*Consignes:*
#1 Dans le texte sur la crise ukrainienne, relevez les aspirations que l'espoir des manifestants associait à « l'Europe ».
#2 Répondez brièvement à chaque question d'après le texte sur la crise ukrainienne.
(a) Entre quelles dates s'étend la mobilisation sur la place de l'Indépendance ?
(b) Qu'a imposé l'assemblée étudiante ?
(c) Quel parti d'extrême droite était inclus dans les « pro-européens » ?
#3 Poursuivez le texte sur la crise ukrainienne à la suite de sa dernière phrase.

*Texte source:*
+===+
La très profonde crise politique que traverse l’Ukraine depuis novembre 2013 est loin d’être terminée. Dans ce pays, suite à une très longue oppression nationale (fondamentalement polonaise et russe), le processus de formation nationale est inachevé, l’État-nation reste fragile. Il l’est d’autant plus que le pays est pris en otage entre la pression impérialiste russe et celle des puissances euro-atlantiques, et soumis au caractère socialement désagrégateur du néolibéralisme.
1. De Maïdan au gouvernement provisoire : une puissante mobilisation populaire
Durant trois mois (21 novembre 2013 – 22 février 2014) des dizaines de milliers (et certains jours des centaines de milliers) de personnes se sont rassemblées au centre de Kiev, sur la place (« maïdan ») de l’Indépendance. C’est la répression des premiers protestataires (« pro-européens » et contre les interdits russes) qui a donné au mouvement sa massivité fin 2013, combinée à un espoir – idéalement associé à « l’Europe » – de bien-être, de rejet de la corruption, de démocratie et de souveraineté nationale.
Nous soulignions en février (résolution du Comité international) les caractéristiques de ce mouvement qui « a présenté des traits combinés, à la fois révolutionnaires (démocratique, antihiérarchique, auto-organisé) et réactionnaires – dont l’issue globale est et demeure tributaire de luttes politiques et sociales. Ces traits ont été également profondément liés au caractère marquant l’actuelle société ukrainienne post-soviétique (atomisée, sans identité de classe claire, avec une dégradation de l’éducation et l’hégémonie des idées nationalistes réactionnaires dans la société – combinées avec un légitime attachement à l’indépendance nationale et l’héritage dramatique du stalinisme) » [1].
Nous pouvons préciser les faiblesses et limites de Maïdan :
• Malgré sa durée, les principales formes d’auto-organisation apparues sont restées limitées : surtout la construction, le maintien, la défense de cette cité rebelle de tentes et de barricades en plein hiver, l’organisation de l’approvisionnement et des services de santé… Des équipes ont procédé à l’occupation des bâtiments administratifs, une assemblée étudiante a imposé notamment la transparence du budget de l’éducation. Des « sotnia » (compagnies) d’autodéfense ont été formées, dont une minorité était contrôlée par des organisations politiques présentes à Maïdan.
• Le mouvement ne s’est jamais doté d’une quelconque « représentation » ou de porte-parole élus. Cela a facilité son instrumentalisation par les partis politiques de l’opposition, dont le parti d’extrême droite Svoboda inclus dans les « pro-européens » – parlant au nom de « l’euroMaïdan » notamment à l’étranger.
+===+
*Données fournies:*
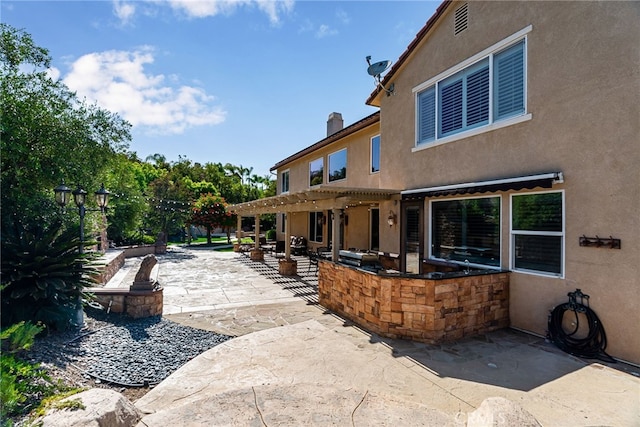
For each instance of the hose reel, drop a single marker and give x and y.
(591, 345)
+===+
*Corrigé:*
#1
- le bien-être
- le rejet de la corruption
- la démocratie
- la souveraineté nationale

#2
(a) Du 21 novembre 2013 au 22 février 2014.
(b) Notamment la transparence du budget de l'éducation.
(c) Svoboda.

#3
• Les petits groupes d’extrême droite nationaliste (Pravyi Sektor...) rivalisant avec Svoboda ont joué un rôle pour l’autodéfense du mouvement. Leur « visibilité » affichée et leurs agressions contre des militants de gauche ont été mises en « valeur » pour discréditer l’ensemble de Maïdan, notamment par les médias gouvernementaux et russes, ou plus tard par les composantes « anti-Maïdan » se réclamant de la gauche.
• Enfin, bien que très divers et sensible aux enjeux sociaux (contre la confiscation des biens publics, la corruption, les inégalités), le mouvement n’a pas exprimé de revendications sociales ; il a très peu mobilisé la classe ouvrière industrielle et donc aussi les régions de l’est et du sud-est (malgré quelques exceptions). Si les appels à la grève (lancés par les syndicats indépendants) n’ont pas été soutenus, il en a été de même des tentatives de mobilisations ouvrières contre Maïdan.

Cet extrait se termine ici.